- [Consegne]
[A] Stabilisci se le affermazioni seguenti concordano con il resoconto sul festival, rispondendo sì o no e citando alla lettera le parole decisive: (i) il festival si è chiuso dopo due giornate di dibattito; (ii) Mario Luna interviene di persona nell'auditorio; (iii) le elezioni che molti propongono di boicottare sono quelle nazionali del 2015.
[B] Mostra ogni riga dei record che contiene la stringa "wooden", tenendo conto di maiuscole e minuscole.

- [Testo estratto]
++++++++
Si è chiuso dopo due giornate di dibattito, il Primo festival Mondiale delle resistenze e ribellioni contro il capitalismo. Ad ospitare la chiusura dei lavori il Cideci, Università della Terra, un’esperienza inedita di formazione per giovani indigeni e di approfondimento teorico, che si trova alla periferia di San Cristobal.
Le due giornate iniziano nell’auditorio gremito ancora una volta con i parenti e gli studenti di Ayotzinapa. A parlare per prima Berta Nava, madre di Julio César Ramírez Nava, assassinato il 26 settembre ad Iguala che racconta il dolore dell’identificazione del figlio e conclude ringraziando l’EZLN per aver voluto cedere a loro il posto centrale nel Festival, Mario Cruz, zio di Benjamín Ascencio Cruz, desaparecido, denuncia come il governo cerchi di adossare la responsabilità alla "delinquenza organizzata" ma aggiunge "noi diciamo che è il governo la delinquenza organizzata". Parlano poi Bernabé Abraján, padre di Adán Abraján de la Cruz e Óscar García Hernández, fratello di Abel García Hernández che chiedono giustizia per le tante Iguala che ci sono in tutto il Messico.
Arriva all’improvviso un’intervento telefonico. E’ Mario Luna dal carcere di Sonora. Il portavoce del popolo Yaqui è in carcere da settembre insieme ad un suo compagno. La loro colpa: lottare in difesa del territorio e dell’acqua contro i progetti di privatizzazione elle risorse idriche nel nord del paese. Sono uno dei tanti casi, denunciati in questi giorni dalle organizzazioni dei diritti umani, in cui attivisti politici e sociali vengono arrestati sulla base di accuse false e pretestuose. Dal penale di Sonora Mario saluta l’EZLN e il CNI e fa un appello a continuare la lotta. Non sarà questo l’unico intervento dal carcere, infatti anche i detenuti de la Vox de l’Amate interverrano telefonicamente il giorno dopo.
A chiudere gli interventi di Ayotzinapa sono Lambertino Cruz e Omar García, studente della Normal Rural.
Da quel momento inizia la lunga lettura dei riassunti degli interventi che si sono svolti nelle tre tappe precedenti a San Francisco Xochimilco,Amalzingoe Monclova.
Poi si apre la discussione che dura con un fiume di interventi anche il giorno dopo. Come spesso succede in queste occasioni si mischiano interventi di realtà collettive, quelle indigene del CNI e delle urbane della Sexta, con interventi di singoli. Molti interventi sono dedicati alla proposta di boicottare le elezioni locali del 2015 di fronte all’impresentabilità trasversale dei partiti messicani, altri descrivono lotte e mobilitazioni, parlano anche alcuni internazionali. A tutti viene lasciata la parola. Il che trasformerà la relazione di riassunto degli interventi per certi versi in una babele di temi.
++++++++
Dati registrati
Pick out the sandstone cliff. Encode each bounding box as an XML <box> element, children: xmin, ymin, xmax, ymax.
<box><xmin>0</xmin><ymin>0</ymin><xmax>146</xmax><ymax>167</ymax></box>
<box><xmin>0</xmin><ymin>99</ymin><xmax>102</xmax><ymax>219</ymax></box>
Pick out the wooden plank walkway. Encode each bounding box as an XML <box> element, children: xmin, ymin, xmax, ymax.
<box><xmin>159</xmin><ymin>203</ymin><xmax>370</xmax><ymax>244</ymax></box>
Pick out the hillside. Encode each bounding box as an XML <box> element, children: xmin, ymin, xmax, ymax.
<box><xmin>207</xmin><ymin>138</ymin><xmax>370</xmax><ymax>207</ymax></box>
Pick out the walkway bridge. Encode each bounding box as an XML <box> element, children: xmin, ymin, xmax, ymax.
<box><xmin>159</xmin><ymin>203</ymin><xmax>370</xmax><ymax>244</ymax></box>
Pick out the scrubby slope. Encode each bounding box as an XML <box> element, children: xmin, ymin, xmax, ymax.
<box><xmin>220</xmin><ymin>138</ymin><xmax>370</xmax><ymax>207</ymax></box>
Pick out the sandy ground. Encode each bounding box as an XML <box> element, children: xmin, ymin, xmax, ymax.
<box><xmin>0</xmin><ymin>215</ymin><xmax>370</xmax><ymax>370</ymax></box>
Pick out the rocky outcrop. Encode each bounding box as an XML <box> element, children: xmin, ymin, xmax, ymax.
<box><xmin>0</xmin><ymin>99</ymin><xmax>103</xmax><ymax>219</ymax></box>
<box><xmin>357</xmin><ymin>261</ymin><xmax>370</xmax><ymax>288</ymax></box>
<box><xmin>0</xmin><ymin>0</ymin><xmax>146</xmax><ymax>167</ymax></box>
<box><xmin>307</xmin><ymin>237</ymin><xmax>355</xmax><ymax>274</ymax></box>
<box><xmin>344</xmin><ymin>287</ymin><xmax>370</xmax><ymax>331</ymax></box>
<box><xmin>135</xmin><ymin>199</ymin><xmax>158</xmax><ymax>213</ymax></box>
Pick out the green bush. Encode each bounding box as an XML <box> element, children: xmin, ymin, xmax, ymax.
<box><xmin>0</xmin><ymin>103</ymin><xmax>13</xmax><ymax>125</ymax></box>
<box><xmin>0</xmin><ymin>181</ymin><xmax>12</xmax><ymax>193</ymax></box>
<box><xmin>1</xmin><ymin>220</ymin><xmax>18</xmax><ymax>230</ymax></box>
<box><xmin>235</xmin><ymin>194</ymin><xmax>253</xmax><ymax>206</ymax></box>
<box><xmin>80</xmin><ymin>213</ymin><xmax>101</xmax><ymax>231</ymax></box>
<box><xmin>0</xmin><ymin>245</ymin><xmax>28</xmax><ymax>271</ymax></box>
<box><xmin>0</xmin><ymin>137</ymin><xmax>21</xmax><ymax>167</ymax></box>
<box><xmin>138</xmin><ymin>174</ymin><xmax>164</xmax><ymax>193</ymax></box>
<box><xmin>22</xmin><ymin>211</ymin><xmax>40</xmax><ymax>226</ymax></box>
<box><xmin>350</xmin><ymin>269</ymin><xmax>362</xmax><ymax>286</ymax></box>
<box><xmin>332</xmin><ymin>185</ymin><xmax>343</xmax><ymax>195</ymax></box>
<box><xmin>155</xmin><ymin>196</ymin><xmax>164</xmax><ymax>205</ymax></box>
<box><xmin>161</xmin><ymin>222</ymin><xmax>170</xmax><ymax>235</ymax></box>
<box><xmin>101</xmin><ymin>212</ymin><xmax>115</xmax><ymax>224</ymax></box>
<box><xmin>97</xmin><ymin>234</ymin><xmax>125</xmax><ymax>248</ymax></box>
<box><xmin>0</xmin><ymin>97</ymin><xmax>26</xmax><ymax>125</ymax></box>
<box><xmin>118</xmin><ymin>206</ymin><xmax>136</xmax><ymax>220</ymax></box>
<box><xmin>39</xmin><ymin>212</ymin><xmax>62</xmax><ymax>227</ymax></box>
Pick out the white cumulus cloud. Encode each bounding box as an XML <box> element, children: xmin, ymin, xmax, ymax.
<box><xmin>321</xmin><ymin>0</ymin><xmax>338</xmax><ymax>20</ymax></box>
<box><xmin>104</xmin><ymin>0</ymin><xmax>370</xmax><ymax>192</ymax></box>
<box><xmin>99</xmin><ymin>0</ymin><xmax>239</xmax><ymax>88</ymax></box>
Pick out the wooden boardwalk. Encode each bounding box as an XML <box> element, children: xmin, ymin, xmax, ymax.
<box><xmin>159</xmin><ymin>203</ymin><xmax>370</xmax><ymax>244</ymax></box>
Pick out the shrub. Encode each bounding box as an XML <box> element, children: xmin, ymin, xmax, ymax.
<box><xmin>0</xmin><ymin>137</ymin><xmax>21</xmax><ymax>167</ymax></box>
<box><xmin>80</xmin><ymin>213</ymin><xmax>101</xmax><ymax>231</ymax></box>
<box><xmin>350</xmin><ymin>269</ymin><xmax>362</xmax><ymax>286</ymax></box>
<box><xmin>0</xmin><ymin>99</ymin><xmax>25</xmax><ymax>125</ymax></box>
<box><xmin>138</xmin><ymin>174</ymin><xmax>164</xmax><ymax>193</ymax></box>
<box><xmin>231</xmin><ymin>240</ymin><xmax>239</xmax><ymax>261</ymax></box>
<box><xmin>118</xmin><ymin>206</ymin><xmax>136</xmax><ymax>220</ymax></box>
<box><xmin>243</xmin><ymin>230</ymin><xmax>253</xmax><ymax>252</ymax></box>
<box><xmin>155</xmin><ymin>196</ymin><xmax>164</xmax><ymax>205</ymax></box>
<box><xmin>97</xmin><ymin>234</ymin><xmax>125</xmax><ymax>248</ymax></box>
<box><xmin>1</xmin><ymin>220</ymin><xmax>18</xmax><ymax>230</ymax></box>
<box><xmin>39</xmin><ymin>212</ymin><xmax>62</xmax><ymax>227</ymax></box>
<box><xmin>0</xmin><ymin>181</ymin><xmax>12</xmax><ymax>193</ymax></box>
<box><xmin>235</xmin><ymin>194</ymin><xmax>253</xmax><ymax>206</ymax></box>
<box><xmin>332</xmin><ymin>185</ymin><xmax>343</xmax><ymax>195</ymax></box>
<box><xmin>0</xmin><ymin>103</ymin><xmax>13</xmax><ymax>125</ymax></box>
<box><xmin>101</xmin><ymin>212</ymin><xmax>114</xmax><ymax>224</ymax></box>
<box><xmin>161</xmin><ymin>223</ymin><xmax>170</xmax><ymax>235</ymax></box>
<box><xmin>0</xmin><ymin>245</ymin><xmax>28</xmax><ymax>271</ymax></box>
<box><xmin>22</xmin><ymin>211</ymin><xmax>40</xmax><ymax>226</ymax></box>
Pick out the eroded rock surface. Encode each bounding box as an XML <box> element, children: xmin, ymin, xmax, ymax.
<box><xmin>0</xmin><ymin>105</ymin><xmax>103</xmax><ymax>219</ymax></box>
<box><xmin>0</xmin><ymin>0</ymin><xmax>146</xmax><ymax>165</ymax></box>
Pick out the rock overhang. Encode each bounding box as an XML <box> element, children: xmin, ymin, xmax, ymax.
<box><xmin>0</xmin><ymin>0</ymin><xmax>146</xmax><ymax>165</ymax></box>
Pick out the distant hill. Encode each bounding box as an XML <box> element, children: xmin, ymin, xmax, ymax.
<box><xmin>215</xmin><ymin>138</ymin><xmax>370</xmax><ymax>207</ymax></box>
++++++++
- [Soluzioni]
[A]
(i) Sì: «Si è chiuso dopo due giornate di dibattito».
(ii) No: «Arriva all’improvviso un’intervento telefonico. E’ Mario Luna dal carcere di Sonora.»
(iii) No: «boicottare le elezioni locali del 2015».

[B]
Pick out the wooden plank walkway. Encode each bounding box as an XML <box> element, children: xmin, ymin, xmax, ymax.
Pick out the wooden boardwalk. Encode each bounding box as an XML <box> element, children: xmin, ymin, xmax, ymax.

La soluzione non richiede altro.